AIM OF THE EXERCISE - A complete, exact copy of the records is needed here.

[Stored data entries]
##########

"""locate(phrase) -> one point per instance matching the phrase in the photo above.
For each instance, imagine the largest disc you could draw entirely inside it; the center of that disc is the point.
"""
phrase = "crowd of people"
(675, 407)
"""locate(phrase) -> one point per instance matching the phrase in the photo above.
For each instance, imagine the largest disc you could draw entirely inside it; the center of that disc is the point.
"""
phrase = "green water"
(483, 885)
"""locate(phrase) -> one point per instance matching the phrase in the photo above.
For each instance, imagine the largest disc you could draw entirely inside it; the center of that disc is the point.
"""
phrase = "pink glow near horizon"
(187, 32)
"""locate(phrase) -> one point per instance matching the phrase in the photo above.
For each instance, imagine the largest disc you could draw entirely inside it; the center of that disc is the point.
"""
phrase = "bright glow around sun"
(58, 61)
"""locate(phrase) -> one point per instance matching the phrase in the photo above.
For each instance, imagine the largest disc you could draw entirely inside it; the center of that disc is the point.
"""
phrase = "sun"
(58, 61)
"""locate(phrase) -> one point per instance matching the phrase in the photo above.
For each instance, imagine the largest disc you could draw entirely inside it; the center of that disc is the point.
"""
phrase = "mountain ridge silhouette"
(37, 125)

##########

PROBLEM SOLUTION -
"""locate(phrase) -> one point per instance matching the phrase in the photo above.
For each instance, imagine the largest disc you could draw entirely inside it; the center of that disc is the point.
"""
phrase = "crowd of people"
(675, 407)
"""locate(phrase) -> one point per instance matching the phrase in the photo above.
For each instance, imagine the largest disc you could draw entirely inside it; the center of that disc is the point.
"""
phrase = "green water"
(483, 885)
"""locate(phrase) -> one point per instance matching the phrase in the photo above.
For each instance, imagine the largest disc you could draw entirely inside it; the center of that disc is the point.
"""
phrase = "pink glow near horizon"
(187, 32)
"""locate(phrase) -> one point per instance matching the phrase in the photo above.
For each instance, imagine the largest disc you could draw entirely inside it; the center of that disc is the point.
"""
phrase = "bright glow around sun"
(58, 61)
"""locate(phrase) -> one point per instance matching the phrase in the photo above.
For each instance, imagine the largest disc you could draw entirely inside it; the center of that disc is the point.
"""
phrase = "sun"
(58, 61)
"""locate(phrase) -> one point per instance matching the phrase in the photo above.
For each instance, imagine the largest disc you could draw entirely inside it; the center of that disc is the point.
"""
phrase = "mountain ridge silhouette"
(37, 125)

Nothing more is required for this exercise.